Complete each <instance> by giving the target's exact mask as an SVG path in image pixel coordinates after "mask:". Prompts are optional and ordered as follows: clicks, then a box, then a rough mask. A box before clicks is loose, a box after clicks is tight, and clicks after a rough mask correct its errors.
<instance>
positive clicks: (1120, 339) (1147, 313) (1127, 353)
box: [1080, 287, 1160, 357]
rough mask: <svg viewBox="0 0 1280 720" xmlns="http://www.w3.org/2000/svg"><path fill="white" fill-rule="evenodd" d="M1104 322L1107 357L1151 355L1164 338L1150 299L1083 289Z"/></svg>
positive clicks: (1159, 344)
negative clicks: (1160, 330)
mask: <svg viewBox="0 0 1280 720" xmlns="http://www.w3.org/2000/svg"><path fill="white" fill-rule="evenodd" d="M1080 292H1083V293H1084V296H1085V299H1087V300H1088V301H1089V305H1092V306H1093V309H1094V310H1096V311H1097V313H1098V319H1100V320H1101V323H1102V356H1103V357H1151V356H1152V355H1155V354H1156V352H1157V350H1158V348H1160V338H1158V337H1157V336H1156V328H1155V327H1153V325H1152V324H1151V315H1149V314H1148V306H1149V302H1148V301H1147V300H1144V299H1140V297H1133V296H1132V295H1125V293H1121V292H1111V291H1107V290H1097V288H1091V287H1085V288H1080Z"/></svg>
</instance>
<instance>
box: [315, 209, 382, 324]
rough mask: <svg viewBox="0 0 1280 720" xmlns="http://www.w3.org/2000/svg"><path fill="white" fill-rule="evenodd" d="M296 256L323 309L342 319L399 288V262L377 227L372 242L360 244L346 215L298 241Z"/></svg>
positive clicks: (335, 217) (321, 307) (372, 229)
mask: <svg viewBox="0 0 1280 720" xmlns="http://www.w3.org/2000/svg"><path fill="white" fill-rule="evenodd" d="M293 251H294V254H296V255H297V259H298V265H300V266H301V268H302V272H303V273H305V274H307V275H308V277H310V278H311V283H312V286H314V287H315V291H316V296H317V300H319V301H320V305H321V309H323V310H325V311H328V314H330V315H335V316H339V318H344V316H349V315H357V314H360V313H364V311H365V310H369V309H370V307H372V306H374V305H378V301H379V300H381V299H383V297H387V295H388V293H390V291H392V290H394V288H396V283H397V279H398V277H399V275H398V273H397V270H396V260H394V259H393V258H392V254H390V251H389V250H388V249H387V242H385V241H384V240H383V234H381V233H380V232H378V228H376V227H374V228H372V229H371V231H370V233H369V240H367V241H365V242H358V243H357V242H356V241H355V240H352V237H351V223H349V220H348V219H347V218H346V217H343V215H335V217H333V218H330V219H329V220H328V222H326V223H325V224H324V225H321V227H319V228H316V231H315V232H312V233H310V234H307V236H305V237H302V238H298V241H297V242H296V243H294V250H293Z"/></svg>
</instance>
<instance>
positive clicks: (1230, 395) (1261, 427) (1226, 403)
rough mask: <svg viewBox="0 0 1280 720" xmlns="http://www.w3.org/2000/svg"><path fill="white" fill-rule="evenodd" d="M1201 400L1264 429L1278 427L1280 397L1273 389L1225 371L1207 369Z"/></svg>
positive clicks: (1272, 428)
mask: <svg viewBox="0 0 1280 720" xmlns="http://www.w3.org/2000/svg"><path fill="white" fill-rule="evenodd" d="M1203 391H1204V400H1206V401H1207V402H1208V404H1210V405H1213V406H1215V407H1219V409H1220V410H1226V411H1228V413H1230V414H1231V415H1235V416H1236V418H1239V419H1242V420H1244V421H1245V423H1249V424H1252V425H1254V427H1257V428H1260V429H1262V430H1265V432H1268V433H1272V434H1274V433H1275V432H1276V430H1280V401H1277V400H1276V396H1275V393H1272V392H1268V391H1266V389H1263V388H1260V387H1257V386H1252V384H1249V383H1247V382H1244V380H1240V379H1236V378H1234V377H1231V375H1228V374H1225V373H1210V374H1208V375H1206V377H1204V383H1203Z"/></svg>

ASSIGNED TASK: Give back the entire listing exactly as it was written.

TASK SOLUTION:
Complete each <instance> by giving the target's exact mask as an SVG path in image pixel coordinates after "mask:". Prompts are optional and ordered as follows: clicks, then a box, then a rough mask. A box before clicks is loose, a box after clicks is tight, and clicks after a rough mask correct its errors.
<instance>
positive clicks: (1120, 339) (1147, 313) (1127, 353)
box: [1080, 287, 1160, 357]
rough mask: <svg viewBox="0 0 1280 720" xmlns="http://www.w3.org/2000/svg"><path fill="white" fill-rule="evenodd" d="M1104 322L1107 357L1151 355L1164 338L1150 299L1083 289Z"/></svg>
positive clicks: (1159, 344)
negative clicks: (1160, 330)
mask: <svg viewBox="0 0 1280 720" xmlns="http://www.w3.org/2000/svg"><path fill="white" fill-rule="evenodd" d="M1080 292H1083V293H1084V296H1085V299H1087V300H1088V301H1089V305H1092V306H1093V309H1094V310H1096V311H1097V313H1098V319H1100V320H1101V323H1102V356H1103V357H1151V356H1152V355H1155V354H1156V352H1157V350H1158V348H1160V338H1158V337H1157V336H1156V328H1155V327H1153V325H1152V324H1151V315H1149V314H1148V306H1149V302H1148V301H1147V300H1144V299H1140V297H1133V296H1132V295H1125V293H1121V292H1111V291H1107V290H1097V288H1091V287H1085V288H1080Z"/></svg>
</instance>
<instance>
box: [315, 209, 382, 324]
rough mask: <svg viewBox="0 0 1280 720" xmlns="http://www.w3.org/2000/svg"><path fill="white" fill-rule="evenodd" d="M296 256L323 309L342 319L399 288V262L377 227L372 242L360 244L346 215L298 241Z"/></svg>
positive clicks: (335, 217) (321, 307) (372, 229)
mask: <svg viewBox="0 0 1280 720" xmlns="http://www.w3.org/2000/svg"><path fill="white" fill-rule="evenodd" d="M293 251H294V254H296V255H297V259H298V265H300V266H301V268H302V272H303V273H305V274H307V275H308V277H310V278H311V283H312V286H314V287H315V291H316V296H317V300H319V301H320V305H321V309H323V310H325V311H328V314H330V315H335V316H339V318H344V316H349V315H357V314H360V313H364V311H365V310H369V309H370V307H372V306H374V305H378V301H379V300H381V299H383V297H387V295H388V293H390V291H392V290H394V288H396V283H397V279H398V277H399V275H398V273H397V270H396V260H394V259H393V258H392V254H390V251H389V250H388V249H387V242H385V241H384V240H383V234H381V233H380V232H378V228H376V227H374V228H372V229H371V231H370V233H369V240H367V241H365V242H358V243H357V242H356V241H355V240H352V237H351V223H349V220H348V219H347V218H346V217H343V215H335V217H333V218H330V219H329V220H328V222H326V223H325V224H324V225H321V227H319V228H316V231H315V232H312V233H310V234H307V236H305V237H302V238H298V241H297V242H296V243H294V250H293Z"/></svg>
</instance>
<instance>
positive clicks: (1230, 395) (1261, 427) (1226, 403)
rough mask: <svg viewBox="0 0 1280 720" xmlns="http://www.w3.org/2000/svg"><path fill="white" fill-rule="evenodd" d="M1201 400L1264 429L1278 427L1280 397L1273 389L1225 371L1207 369Z"/></svg>
positive clicks: (1272, 428)
mask: <svg viewBox="0 0 1280 720" xmlns="http://www.w3.org/2000/svg"><path fill="white" fill-rule="evenodd" d="M1203 391H1204V400H1206V401H1207V402H1208V404H1210V405H1213V406H1215V407H1219V409H1220V410H1226V411H1228V413H1230V414H1231V415H1235V416H1236V418H1239V419H1242V420H1244V421H1245V423H1249V424H1252V425H1254V427H1257V428H1260V429H1262V430H1265V432H1268V433H1272V434H1274V433H1275V432H1276V430H1280V401H1277V400H1276V396H1275V393H1272V392H1268V391H1266V389H1263V388H1260V387H1257V386H1252V384H1249V383H1247V382H1244V380H1240V379H1236V378H1234V377H1231V375H1228V374H1225V373H1210V374H1208V375H1206V377H1204V383H1203Z"/></svg>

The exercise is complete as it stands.